ASSIGNMENT >> Each record below has to be printed verbatim.
====== DATASET ======
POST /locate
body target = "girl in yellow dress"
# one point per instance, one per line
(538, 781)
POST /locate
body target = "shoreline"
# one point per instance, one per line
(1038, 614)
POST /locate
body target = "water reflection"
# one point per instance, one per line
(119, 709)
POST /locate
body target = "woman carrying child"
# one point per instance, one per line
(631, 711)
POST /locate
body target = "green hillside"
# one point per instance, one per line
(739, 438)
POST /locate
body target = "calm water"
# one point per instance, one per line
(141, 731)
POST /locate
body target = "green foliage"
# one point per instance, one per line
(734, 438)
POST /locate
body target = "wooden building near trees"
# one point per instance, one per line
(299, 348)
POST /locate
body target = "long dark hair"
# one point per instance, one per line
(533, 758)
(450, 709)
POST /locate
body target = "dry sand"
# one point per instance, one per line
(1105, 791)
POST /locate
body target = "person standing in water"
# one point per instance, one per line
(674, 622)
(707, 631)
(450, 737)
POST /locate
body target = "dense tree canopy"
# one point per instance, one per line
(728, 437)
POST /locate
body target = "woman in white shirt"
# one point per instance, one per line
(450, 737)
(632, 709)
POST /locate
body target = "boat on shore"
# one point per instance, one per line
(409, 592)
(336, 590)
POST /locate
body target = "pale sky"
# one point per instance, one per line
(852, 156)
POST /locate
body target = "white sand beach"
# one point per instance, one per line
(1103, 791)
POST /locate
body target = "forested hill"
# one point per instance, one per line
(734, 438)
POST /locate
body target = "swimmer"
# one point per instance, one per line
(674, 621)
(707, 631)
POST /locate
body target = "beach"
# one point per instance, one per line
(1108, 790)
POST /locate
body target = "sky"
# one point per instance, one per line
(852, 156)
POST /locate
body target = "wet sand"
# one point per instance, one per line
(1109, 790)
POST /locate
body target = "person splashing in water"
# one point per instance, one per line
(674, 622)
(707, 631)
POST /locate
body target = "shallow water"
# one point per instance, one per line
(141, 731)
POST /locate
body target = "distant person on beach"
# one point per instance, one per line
======
ANSWER SPACE >>
POST /locate
body target = "girl in yellow dress"
# one point per instance, one per line
(538, 781)
POST /locate
body target = "shoreline"
# one point per instance, one per line
(1038, 614)
POST /locate
body target = "water reflection"
# one point per instance, one per line
(119, 709)
POST /locate
body target = "woman carrying child"
# one point per instance, one per line
(631, 711)
POST /locate
body target = "green hillside"
# one point per instance, one per line
(739, 438)
POST /locate
body target = "calm water"
# one point per instance, one per line
(141, 731)
POST /locate
body target = "green foliage"
# one point per instance, one per line
(734, 438)
POST /locate
body target = "wooden building near trees"
# one point per instance, one per line
(299, 348)
POST /locate
body target = "long dark hair"
# one point per instance, one per line
(533, 758)
(450, 709)
POST /locate
body target = "dry sand"
# one point per instance, one per line
(1105, 791)
POST /locate
body target = "person standing in water"
# one point per instance, one per line
(674, 622)
(707, 631)
(450, 737)
POST /locate
body target = "dense tree canopy"
# one point per instance, one per line
(728, 437)
POST /locate
body target = "woman in white shirt"
# one point per instance, one per line
(450, 737)
(632, 709)
POST /locate
body target = "boat on shore"
# one point per instance, one per line
(409, 592)
(336, 590)
POST /locate
body target = "pale sky"
# one point per instance, one per line
(852, 156)
POST /locate
body target = "white sand beach"
# one point per instance, one per line
(1103, 791)
POST /locate
body target = "forested hill"
# one point per instance, one per line
(734, 438)
POST /locate
body target = "swimmer"
# one point per instance, one per line
(674, 621)
(707, 631)
POST /locate
body target = "beach"
# one point per instance, one per line
(1108, 790)
POST /locate
body target = "sky"
# one point per instance, one per line
(852, 156)
POST /locate
body target = "wet sand"
# one point per instance, one per line
(1109, 790)
POST /locate
body target = "person splashing in water"
# one point per instance, one per line
(674, 622)
(707, 631)
POST /locate
body target = "shallow water"
# one point per instance, one per line
(141, 731)
POST /locate
body target = "distant person on beach"
# one point per instance, one per line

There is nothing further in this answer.